§ **Records for this task**:
====

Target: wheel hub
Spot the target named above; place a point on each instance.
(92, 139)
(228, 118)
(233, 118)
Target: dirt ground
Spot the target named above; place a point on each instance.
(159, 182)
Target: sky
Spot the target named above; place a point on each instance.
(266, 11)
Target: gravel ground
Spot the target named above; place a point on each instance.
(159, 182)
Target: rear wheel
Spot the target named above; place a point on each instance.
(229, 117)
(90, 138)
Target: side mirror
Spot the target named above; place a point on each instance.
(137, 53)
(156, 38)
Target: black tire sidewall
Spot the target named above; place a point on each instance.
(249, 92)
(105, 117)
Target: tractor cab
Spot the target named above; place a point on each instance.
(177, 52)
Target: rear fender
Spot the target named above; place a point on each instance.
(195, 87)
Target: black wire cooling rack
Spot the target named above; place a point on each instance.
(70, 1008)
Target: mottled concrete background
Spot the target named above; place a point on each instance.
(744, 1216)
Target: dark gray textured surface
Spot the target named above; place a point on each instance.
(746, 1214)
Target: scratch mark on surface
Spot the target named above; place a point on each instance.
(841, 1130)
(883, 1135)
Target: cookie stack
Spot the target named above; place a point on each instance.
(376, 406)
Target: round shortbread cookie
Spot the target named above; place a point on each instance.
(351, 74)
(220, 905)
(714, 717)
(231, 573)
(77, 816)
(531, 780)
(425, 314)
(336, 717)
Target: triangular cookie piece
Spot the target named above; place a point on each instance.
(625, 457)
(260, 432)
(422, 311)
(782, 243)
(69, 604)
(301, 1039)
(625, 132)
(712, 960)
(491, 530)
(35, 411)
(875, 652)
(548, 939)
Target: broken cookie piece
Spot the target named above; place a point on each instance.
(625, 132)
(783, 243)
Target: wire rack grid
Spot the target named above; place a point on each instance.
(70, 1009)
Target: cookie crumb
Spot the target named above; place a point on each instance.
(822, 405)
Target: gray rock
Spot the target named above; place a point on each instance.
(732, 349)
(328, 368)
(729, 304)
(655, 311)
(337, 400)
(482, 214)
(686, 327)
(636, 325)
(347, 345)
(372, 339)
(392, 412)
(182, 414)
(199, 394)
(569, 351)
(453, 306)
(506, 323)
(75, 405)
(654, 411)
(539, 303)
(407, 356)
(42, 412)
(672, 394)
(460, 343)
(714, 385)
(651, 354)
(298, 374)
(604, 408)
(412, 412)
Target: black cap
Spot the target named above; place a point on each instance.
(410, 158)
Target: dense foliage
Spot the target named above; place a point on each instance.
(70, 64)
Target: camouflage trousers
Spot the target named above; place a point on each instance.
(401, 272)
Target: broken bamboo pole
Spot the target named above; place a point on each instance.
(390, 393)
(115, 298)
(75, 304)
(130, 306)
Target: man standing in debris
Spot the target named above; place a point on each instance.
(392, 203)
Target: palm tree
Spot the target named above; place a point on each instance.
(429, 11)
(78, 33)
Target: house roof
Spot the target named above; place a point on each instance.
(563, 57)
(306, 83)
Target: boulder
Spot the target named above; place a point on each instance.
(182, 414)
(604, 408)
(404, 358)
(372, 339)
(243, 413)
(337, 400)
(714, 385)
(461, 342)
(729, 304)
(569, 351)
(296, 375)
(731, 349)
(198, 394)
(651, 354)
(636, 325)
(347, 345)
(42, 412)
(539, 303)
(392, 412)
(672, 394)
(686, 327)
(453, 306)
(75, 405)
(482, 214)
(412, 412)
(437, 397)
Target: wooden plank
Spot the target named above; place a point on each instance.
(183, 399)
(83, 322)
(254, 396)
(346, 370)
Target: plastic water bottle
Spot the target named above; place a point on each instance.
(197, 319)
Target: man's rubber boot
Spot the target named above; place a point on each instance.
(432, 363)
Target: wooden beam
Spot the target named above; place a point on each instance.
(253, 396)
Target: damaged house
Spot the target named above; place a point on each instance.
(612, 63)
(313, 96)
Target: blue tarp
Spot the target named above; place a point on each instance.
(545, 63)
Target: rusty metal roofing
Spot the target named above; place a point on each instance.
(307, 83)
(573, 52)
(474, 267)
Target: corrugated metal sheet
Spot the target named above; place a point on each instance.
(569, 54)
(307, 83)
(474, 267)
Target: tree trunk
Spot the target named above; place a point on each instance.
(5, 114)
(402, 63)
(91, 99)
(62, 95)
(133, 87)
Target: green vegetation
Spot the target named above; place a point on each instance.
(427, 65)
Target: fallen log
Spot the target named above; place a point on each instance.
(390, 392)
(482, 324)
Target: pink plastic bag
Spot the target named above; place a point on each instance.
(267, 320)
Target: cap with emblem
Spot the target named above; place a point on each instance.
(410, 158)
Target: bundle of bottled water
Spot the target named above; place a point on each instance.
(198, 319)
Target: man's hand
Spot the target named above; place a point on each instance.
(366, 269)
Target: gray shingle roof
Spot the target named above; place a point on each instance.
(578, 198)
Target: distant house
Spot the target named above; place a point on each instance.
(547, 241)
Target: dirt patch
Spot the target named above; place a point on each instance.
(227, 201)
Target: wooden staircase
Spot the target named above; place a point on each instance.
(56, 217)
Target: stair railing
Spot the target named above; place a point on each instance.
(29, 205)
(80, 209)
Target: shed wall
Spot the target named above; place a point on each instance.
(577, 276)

====

§ **What to do**:
Reproduce every line of the records containing the string "house".

§ **Written reply**:
Target: house roof
Target: damaged house
Target: distant house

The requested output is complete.